TEXT SEGMENT |

Breast Augmentation at Aesthetic Medicine

Breast Augmentation (saline and silicone) at Aesthetic Medicine
Breast augmentation or enlargement is accomplished by placing either saline or silicone implants under the pectoralis muscle.

A breast implant is a silicone shell, filled with either silicone gel or a salt-water solution, known as saline. The Food and Drug Administration has recently approved silicone implants for use on an unrestricted basis; saline-filled implants continue to be available.

Dr. Ciano will evaluate your breasts’ size, condition, skin elasticity, and position. He will explain which surgical techniques are most appropriate for you.

The incisions are placed in the crease under the breast, or around the areola (the dark skin surrounding the nipple), so the scars will be as inconspicuous as possible. The breast tissue is lifted and a pocket is created underneath the pectoralis muscle. The implants are then inserted into the pocket, and centered beneath the breast tissue and nipples. Absorbable sutures are used to close the incisions.

In the vast majority of cases it is not necessary to use a general anesthesia. We use a conscious sedation (type of twilight sedation) whereby you are up and ready to go home after your procedure.

You’re likely to feel tired and sore for a few days, but you’ll be expected to be up and about within twenty-four hours. Most of your discomfort will be controlled by the medication prescribed. After several days, the gauze dressing will be removed, and you will be allowed to wear a sports-bra. Your scars will be firm and pink, for at least six weeks, but after several months of healing, they will begin to fade.

For four days following surgery, you are encouraged to be out of bed, but remain housebound. By the end of the first week, you will be able to drive a car short distances and do light activities, and depending on the level of activity required to do your job, you should be able to return to work. After two weeks, you can do everything but strenuous activity. Aerobic exercise can usually begin between four to six weeks after surgery.

PROBLEM SET |
1 > Answer these questions from the breast augmentation page:
(a) Under which muscle are the implants placed?
(b) What kind of sedation is used instead of general anesthesia in most cases?
(c) When can aerobic exercise usually begin?
2 > Can you turn the paragraph of the breast augmentation page beginning "For four days following surgery" into a short list that keeps its main facts?
3 > How would you sum up the breast augmentation page in two sentences?
Answer using only the breast augmentation page.

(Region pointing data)
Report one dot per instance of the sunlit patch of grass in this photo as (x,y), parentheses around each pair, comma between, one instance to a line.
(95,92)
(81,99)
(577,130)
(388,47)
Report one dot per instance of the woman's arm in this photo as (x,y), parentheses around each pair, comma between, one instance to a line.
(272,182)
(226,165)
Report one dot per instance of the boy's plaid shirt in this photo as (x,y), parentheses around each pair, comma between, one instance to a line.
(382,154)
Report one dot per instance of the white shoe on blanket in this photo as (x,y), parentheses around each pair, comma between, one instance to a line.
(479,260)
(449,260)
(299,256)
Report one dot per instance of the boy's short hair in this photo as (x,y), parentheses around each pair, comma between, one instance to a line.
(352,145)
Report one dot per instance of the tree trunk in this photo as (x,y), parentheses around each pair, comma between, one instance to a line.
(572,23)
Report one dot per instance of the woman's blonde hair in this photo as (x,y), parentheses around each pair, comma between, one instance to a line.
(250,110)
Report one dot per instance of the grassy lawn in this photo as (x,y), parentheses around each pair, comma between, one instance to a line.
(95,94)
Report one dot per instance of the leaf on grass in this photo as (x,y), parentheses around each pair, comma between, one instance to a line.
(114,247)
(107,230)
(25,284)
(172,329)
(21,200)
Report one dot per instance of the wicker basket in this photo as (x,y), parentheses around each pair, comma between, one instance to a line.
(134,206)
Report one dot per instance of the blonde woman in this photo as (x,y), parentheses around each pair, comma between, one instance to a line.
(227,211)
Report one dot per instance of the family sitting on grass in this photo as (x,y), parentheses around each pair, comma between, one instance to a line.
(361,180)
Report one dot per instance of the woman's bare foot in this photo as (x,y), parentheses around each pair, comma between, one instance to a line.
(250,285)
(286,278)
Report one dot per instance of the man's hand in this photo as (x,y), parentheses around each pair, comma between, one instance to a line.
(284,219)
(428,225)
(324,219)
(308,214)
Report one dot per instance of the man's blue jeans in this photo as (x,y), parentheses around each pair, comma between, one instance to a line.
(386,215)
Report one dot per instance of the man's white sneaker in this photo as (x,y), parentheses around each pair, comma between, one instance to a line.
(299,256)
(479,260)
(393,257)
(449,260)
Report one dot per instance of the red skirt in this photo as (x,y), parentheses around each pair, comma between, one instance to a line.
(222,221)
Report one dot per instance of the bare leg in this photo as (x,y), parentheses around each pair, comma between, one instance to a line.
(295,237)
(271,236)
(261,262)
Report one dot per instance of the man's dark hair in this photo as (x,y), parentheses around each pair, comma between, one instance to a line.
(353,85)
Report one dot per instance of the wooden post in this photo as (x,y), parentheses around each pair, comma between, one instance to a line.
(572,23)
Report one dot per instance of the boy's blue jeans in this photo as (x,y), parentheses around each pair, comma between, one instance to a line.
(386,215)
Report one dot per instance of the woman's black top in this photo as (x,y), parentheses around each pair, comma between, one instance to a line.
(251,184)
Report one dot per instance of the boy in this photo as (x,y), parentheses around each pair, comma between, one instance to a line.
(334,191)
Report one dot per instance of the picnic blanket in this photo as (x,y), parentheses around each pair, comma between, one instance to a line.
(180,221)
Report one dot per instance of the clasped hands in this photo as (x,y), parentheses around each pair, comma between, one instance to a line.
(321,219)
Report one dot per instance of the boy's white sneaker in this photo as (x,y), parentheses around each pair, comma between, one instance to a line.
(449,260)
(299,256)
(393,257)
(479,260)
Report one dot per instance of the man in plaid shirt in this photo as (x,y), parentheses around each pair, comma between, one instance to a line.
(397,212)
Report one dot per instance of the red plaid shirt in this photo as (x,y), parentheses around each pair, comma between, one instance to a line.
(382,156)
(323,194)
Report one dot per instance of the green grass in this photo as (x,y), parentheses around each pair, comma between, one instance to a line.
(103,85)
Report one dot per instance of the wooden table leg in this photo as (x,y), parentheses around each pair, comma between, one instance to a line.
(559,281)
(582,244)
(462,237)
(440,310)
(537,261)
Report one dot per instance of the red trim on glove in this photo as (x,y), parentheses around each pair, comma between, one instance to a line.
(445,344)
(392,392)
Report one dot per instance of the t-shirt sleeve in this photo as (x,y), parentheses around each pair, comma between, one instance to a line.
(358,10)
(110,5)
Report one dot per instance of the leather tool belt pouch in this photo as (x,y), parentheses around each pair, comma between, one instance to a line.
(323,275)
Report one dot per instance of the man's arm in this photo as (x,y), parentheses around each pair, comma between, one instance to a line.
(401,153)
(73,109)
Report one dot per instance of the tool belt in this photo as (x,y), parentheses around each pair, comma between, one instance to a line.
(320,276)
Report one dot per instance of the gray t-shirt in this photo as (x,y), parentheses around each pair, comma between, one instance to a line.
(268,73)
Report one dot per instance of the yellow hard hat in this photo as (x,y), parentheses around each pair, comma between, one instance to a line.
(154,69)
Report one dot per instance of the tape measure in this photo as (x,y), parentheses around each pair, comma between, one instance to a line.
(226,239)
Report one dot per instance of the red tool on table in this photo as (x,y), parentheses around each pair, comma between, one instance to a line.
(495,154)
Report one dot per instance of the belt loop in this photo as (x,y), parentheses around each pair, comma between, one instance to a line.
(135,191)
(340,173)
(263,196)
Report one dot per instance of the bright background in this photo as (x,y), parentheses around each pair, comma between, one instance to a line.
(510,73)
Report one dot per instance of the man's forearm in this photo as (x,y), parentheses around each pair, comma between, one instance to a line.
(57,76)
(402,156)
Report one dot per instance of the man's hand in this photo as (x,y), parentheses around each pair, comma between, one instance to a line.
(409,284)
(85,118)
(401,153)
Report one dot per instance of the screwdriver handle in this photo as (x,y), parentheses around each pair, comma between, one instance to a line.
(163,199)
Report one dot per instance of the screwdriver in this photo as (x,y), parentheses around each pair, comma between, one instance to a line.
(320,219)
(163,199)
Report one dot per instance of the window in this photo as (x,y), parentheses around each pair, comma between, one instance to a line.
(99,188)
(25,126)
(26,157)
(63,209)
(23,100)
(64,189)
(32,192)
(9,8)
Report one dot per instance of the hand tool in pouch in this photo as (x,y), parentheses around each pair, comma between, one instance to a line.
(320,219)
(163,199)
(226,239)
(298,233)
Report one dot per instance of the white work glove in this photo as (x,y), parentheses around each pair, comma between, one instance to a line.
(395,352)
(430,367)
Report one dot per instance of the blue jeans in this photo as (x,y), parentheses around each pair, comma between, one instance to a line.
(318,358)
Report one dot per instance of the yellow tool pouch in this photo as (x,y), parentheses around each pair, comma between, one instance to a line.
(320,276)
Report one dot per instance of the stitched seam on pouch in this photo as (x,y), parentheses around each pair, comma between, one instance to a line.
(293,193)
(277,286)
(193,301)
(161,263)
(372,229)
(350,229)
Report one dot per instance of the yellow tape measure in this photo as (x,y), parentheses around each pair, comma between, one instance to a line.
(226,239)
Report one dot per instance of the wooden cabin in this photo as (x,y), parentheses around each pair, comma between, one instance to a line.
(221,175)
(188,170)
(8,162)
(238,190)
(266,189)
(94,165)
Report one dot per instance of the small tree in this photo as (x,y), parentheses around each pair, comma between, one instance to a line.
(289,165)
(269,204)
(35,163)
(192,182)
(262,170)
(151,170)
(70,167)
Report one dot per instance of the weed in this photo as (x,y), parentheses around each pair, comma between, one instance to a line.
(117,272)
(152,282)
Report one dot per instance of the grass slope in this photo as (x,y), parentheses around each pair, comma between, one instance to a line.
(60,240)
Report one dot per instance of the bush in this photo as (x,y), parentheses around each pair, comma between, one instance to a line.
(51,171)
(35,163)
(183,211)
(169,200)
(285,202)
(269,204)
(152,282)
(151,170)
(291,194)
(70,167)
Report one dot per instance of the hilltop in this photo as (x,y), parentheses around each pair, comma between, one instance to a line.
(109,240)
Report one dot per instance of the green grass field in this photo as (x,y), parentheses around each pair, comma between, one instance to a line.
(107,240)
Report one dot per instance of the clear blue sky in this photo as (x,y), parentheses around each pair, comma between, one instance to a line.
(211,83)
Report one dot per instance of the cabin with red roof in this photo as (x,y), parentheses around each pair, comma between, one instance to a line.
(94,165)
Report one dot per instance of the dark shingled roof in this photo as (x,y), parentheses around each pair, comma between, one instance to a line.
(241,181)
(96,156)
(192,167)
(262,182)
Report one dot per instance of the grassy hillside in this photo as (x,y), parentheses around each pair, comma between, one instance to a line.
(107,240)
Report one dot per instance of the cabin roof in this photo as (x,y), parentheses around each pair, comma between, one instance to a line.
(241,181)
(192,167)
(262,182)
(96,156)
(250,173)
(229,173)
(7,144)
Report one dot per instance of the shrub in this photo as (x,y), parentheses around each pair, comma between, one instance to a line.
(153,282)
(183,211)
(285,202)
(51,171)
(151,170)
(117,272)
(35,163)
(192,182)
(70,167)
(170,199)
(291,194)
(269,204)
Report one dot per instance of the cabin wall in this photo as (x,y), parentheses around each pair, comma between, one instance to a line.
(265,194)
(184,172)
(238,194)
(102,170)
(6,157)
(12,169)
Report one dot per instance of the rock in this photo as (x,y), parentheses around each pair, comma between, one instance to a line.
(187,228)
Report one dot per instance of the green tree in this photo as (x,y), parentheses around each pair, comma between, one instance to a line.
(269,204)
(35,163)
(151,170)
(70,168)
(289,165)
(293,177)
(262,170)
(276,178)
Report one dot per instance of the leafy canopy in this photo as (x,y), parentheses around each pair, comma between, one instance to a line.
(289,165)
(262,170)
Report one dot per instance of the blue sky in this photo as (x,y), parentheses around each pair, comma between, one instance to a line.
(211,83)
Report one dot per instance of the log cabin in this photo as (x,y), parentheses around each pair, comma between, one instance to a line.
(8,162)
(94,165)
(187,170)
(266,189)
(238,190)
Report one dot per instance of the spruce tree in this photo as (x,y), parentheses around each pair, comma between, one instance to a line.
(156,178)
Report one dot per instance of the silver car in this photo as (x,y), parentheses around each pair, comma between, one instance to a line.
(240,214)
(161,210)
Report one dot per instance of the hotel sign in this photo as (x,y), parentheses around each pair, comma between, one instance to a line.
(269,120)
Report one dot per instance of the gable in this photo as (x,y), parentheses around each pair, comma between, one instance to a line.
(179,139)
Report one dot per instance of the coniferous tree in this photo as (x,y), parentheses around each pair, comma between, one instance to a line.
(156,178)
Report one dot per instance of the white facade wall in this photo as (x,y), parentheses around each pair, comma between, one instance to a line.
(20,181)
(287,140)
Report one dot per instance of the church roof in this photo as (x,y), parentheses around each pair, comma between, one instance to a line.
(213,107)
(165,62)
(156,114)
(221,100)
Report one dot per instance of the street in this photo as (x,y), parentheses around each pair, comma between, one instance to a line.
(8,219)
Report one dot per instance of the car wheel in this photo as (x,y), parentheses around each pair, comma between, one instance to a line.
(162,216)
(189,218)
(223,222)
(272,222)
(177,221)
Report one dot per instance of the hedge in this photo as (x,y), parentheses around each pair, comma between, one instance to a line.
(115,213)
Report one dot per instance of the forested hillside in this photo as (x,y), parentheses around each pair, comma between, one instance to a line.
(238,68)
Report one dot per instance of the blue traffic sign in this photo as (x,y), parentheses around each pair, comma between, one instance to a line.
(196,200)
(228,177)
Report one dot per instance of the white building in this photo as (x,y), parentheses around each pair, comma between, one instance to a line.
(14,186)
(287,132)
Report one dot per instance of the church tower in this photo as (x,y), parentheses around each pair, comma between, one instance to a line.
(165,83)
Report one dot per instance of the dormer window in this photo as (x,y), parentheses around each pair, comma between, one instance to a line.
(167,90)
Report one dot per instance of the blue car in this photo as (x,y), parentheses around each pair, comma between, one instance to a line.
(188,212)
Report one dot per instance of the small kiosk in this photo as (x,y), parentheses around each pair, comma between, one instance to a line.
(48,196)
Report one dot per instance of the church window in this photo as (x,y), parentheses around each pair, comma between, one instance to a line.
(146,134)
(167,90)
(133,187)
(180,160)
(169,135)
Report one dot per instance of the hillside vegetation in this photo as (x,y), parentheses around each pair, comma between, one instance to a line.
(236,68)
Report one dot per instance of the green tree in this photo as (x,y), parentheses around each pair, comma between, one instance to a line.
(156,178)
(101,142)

ANSWER SECTION |
1 >
(a) The pectoralis muscle.
(b) Conscious sedation, a type of twilight sedation.
(c) Between four and six weeks after surgery.

2 >
- First four days: out of bed but housebound.
- End of the first week: short drives, light activities, and possibly a return to work, depending on how active the job is.
- After two weeks: everything except strenuous activity.
- Four to six weeks: aerobic exercise can usually begin.

3 > Breast augmentation places saline or silicone implants under the pectoralis muscle through incisions in the breast crease or around the areola, usually under conscious sedation rather than general anesthesia. Patients are up within twenty-four hours, can do light activities and drive short distances by the end of the first week, and can usually begin aerobic exercise four to six weeks after surgery.